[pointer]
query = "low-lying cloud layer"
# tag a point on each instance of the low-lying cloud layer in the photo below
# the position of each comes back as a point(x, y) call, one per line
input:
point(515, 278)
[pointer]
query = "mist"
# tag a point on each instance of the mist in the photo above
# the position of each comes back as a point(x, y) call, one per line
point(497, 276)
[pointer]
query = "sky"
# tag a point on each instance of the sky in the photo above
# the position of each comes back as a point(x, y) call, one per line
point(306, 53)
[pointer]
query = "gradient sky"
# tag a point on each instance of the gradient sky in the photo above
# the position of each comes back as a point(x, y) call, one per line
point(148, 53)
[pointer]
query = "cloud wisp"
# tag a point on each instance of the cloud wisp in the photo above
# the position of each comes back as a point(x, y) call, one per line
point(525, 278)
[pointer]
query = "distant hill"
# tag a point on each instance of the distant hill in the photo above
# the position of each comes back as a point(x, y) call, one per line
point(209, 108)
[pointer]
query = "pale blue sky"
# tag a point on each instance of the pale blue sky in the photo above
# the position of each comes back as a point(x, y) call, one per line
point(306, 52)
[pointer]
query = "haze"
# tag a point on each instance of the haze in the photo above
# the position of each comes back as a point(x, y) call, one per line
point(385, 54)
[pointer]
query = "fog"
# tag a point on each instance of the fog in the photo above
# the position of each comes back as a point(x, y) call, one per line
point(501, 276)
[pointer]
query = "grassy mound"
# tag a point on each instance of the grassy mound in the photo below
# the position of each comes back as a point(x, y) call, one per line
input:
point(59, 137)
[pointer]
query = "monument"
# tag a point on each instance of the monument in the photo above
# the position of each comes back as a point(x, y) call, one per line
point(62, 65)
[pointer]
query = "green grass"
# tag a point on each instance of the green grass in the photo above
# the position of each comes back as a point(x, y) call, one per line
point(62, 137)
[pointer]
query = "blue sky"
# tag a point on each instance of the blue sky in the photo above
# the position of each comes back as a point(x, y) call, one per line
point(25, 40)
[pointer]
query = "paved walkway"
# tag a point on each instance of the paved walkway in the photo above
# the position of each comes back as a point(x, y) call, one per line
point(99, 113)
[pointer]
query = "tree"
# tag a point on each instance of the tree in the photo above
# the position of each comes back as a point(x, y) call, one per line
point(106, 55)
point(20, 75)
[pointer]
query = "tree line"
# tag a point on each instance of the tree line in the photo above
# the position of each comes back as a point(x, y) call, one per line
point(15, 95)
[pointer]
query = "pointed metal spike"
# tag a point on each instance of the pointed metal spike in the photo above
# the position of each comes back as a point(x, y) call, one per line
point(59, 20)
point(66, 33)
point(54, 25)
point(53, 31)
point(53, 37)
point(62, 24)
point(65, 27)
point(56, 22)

# Instruction
Rewrite all of the records above with "tag" changed to "mark" and every other word left as it is.

# Task answer
[pointer]
query = "low-lying cloud layer"
# mark a point on each instance of the low-lying cloud layer in the photo below
# the position of each comes back as a point(x, y) call, one per line
input:
point(515, 278)
[pointer]
query = "mist"
# mark a point on each instance of the mist in the photo above
# the position of each comes back as a point(x, y) call, one per line
point(497, 276)
[pointer]
query = "sky"
# mark a point on each instance of the sky in the photo above
# the position of each comes back as a point(x, y) call, one per line
point(306, 53)
[pointer]
query = "gradient sky"
# mark a point on each instance of the gradient sky in the photo above
# the position of each comes back as a point(x, y) call, one per line
point(148, 53)
[pointer]
query = "cloud wisp"
# mark a point on each instance of the cloud wisp in the photo above
# the position of each comes back as a point(x, y) call, one per line
point(525, 278)
[pointer]
query = "distant hill"
# mark a point on each instance of the distant hill in the photo above
# the position of each comes back as a point(x, y) call, one per line
point(209, 108)
[pointer]
query = "pale blue sky"
# mark a point on each instance of the pale blue sky in the photo above
# the position of each comes back as a point(x, y) call, one per line
point(306, 52)
[pointer]
query = "haze"
# mark a point on each instance of the haze in the photo above
# the position of each comes back as a point(x, y) call, one per line
point(385, 54)
[pointer]
query = "fog"
# mark a point on each instance of the fog in the photo above
# the position of each comes back as a point(x, y) call, one per line
point(501, 276)
[pointer]
query = "grassy mound"
# mark a point on each instance of the grassy mound in the photo below
# the position of each comes back as a point(x, y) call, one per line
input:
point(59, 137)
[pointer]
query = "monument"
# mark a point on each instance of the monument in the photo above
# the position of each comes back as a point(x, y) call, one per line
point(62, 65)
[pointer]
query = "green grass"
# mark a point on each instance of the green grass in the photo above
# the position of each comes back as a point(x, y) call, one per line
point(62, 137)
[pointer]
query = "blue sky"
# mark a point on each instance of the blue sky in the photo above
# the position of each comes back as a point(x, y) call, one per line
point(25, 40)
[pointer]
query = "paved walkway"
# mark a point on each instance of the paved walkway in the photo above
# the position of each comes back as a point(x, y) call, one per line
point(99, 113)
[pointer]
query = "tree"
# mark a point on each instance of the tree in the photo above
# the position of each comes back as a point(x, y) call, one per line
point(106, 55)
point(20, 75)
[pointer]
query = "tree line"
# mark a point on each instance of the tree line in the photo above
# the position of each comes back as a point(x, y) call, one per line
point(15, 95)
[pointer]
query = "pointed metal spike"
# mark a point on each instance of the pointed metal spike in the photo above
# the position of each comes back as a point(x, y) call, one per line
point(59, 20)
point(66, 33)
point(54, 25)
point(53, 31)
point(53, 37)
point(62, 24)
point(65, 27)
point(56, 22)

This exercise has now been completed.